EXERCISE DETAILS>
The pictures are to be omitted when the entries are reproduced exactly.

INPUT RECORDS>
....................

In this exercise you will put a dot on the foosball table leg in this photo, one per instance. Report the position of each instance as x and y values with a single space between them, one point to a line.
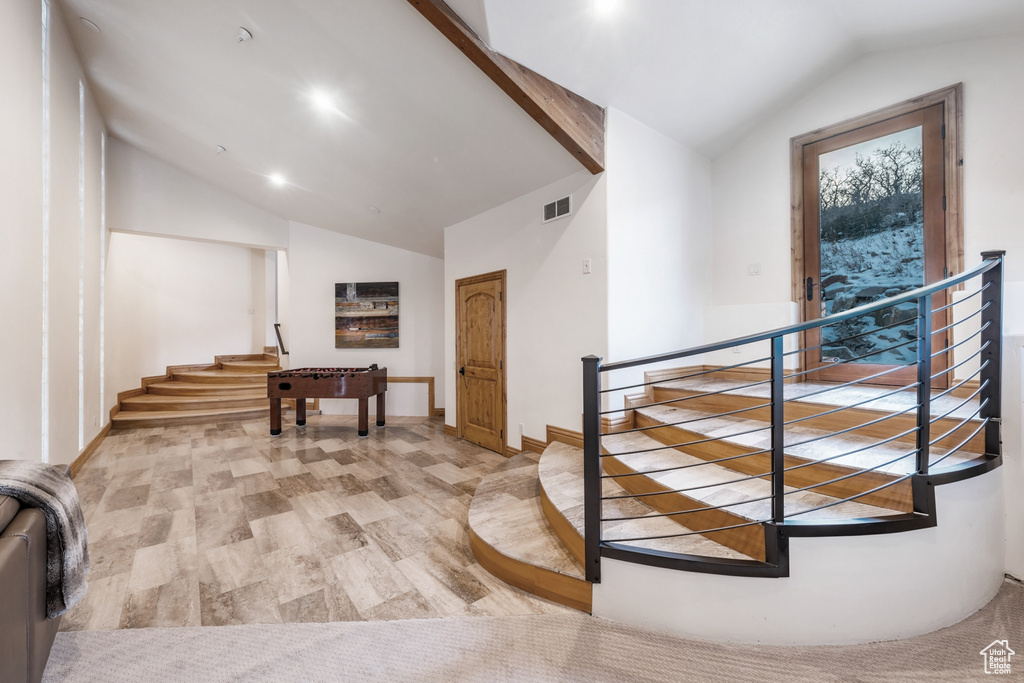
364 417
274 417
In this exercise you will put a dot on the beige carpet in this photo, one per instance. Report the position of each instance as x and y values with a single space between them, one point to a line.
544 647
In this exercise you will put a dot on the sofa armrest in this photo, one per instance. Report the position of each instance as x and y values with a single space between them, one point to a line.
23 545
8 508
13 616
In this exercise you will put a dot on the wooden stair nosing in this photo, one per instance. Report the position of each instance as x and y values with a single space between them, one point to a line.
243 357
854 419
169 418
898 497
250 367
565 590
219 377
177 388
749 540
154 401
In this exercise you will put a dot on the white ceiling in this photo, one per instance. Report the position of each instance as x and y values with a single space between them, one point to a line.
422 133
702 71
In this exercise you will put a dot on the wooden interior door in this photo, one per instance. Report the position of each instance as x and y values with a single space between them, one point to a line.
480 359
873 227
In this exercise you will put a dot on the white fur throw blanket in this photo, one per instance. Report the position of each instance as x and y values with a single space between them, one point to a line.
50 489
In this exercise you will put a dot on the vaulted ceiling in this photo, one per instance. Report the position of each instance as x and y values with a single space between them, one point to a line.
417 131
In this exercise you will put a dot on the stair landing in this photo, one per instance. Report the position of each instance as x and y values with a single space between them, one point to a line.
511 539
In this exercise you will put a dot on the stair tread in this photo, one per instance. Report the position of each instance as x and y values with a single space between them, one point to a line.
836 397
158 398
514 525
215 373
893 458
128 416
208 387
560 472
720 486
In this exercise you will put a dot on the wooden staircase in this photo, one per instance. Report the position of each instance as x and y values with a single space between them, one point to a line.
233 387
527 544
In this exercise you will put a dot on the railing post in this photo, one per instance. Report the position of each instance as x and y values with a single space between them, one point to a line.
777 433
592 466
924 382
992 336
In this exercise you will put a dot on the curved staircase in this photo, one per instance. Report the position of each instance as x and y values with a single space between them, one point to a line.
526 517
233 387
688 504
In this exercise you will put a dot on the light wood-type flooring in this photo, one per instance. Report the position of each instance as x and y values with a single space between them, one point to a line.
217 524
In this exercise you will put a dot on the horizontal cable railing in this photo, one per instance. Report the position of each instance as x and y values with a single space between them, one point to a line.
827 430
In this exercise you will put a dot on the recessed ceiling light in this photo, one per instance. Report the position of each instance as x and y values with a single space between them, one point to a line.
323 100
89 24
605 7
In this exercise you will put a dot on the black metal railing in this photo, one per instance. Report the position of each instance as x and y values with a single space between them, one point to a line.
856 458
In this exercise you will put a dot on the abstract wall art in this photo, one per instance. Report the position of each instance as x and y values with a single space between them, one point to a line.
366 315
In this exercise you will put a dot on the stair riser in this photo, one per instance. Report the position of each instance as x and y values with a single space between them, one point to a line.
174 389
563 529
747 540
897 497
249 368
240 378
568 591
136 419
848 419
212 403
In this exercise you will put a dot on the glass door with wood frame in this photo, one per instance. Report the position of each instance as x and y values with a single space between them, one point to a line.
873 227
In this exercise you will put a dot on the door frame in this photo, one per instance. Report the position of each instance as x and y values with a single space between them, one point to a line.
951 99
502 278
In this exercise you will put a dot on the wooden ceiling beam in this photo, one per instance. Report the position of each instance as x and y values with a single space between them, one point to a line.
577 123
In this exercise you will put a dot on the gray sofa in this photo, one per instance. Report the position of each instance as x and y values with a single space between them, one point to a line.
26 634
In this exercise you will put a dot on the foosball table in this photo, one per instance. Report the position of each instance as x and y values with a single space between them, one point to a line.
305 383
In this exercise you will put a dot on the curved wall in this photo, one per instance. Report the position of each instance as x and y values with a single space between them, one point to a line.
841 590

....................

SOLVED PROBLEM>
In this exercise you will put a dot on the foosball table leg in this photo, one per instance. Report the position of each instance as x and y values with a single space between them, one point to a line.
364 417
274 417
In this exercise you will put a dot on the beige carpet in this photo, one per instance. Report the position of each instance as x and y values with a single space between them, one point to a line.
544 647
In this exercise you will put a dot on the sofa armrest in this photo, one per instance. Report the position of each instance as x and y values with a single space between them, one point to a line.
23 545
8 508
13 616
In this exercise you will put a dot on the wooden stair nosing in this photo, one per instance. Report the position of each instance as x and y values with a single space between them, one point to a line.
243 357
854 419
169 418
898 497
250 367
565 590
219 377
177 388
749 540
154 401
In this exercise you will put a dot on the white ceiling in this photo, one per instance. Report the position of each instance as x and y values with a single space between them, one point to a line.
422 133
702 71
In this exercise you will put a dot on the wooden interior door in this photo, one per instance. Report the position of each instance as x and y values with a single space between them, one point to a line.
480 359
873 227
In this exercise you will put a dot on the white fur throw blanket in this photo, one per instance. Report the position of each instance as x and y values with a single space between them, one point to a line.
50 489
In this exercise you will put a dot on the vaulted ceiling in this photo, one per instance. Report the position of each instance as x and y values with a single space between them, one point to a line.
417 131
In this exercise you will put a dot on the stair landing in this photo, one per instance. Report the position of each instance as x and y values with a single space between them, one point to a line.
511 539
In this exercise you will put a dot on the stair tread in this photo, one per instance. Report the position of each instance as x and y values with a single space between them, one point to a line.
836 397
158 398
514 525
215 373
893 458
128 416
208 387
560 472
720 486
In this exercise you will put a dot on the wooden staircase in this photo, one per instance. Report the position of each instance as x and y values with a single space between them, one point to a line.
233 387
527 544
In this exercise you will put a dot on the railing post in this photo, one per instance. Report the position of each instance as x and y values with a single space between them, one point to a line.
777 433
592 466
924 382
992 336
In this exercise you will put a dot on the curved staircase in this photo, one per instance. Report the position of each instance as x and y values with a single space between them, one point to a line.
526 517
233 387
688 504
In this exercise you will put a dot on the light wood-type flooring in this photo, one per instance. Report the position of each instance as x and y values with a single space between them, one point to a line.
217 524
In this exercise you will put a dot on the horizontal cable railing in this photo, one per instance. Report the position of each instance as x and y values with a single space between them, one point to a line.
827 430
In this exercise you will put a dot on the recessed ceiling light in this photo, one per instance. Report the position of each instance as x and y values with a single space between them, one point to a line.
323 100
89 24
605 7
In this exercise you will put a dot on the black metal railing in this photo, one per instance. Report the position of each instance as x and y values with a single space between them, one point to a line.
856 458
In this exercise you will put a dot on the abstract wall art in this photo, one per instance. Report the position of each instance as x and y values with a single space between them, one point to a line.
366 315
In this exercise you will put a dot on the stair riser in this photo, one per instance. Report the position of each instance as x and y values with a single space between them, one point to a line.
174 389
563 529
747 540
897 497
249 368
240 378
568 591
136 419
848 419
212 403
In this exercise you will put a dot on the glass door with wood frame in this photo, one per instance. Report the position of each instance as x and y values with a single space between them, one point to a line.
873 227
In this exercise you will put a dot on the door frame in this photo, one per instance. Report the position of each instance as x and y values with a single space between them, one point to a line.
951 99
502 278
In this exercise you will put a dot on the wooden ceiling beam in this photo, one per instance. Report the position of each instance as x and y values with a single space between them, one point to a line.
577 123
In this exercise you will put a dot on the gray sofa in this photo, one per instance. Report the position of each instance as x and y values with a single space between them, one point to a line.
26 634
In this exercise you will put a dot on the foosball table in this photo, one per instance. Report the position of each instance as x and y values with a single space between them, one point to a line.
305 383
In this exercise you will put a dot on the curved wall in this photo, one per instance. Report the position of each instance as x and y values with a single space between them, one point to a line.
841 590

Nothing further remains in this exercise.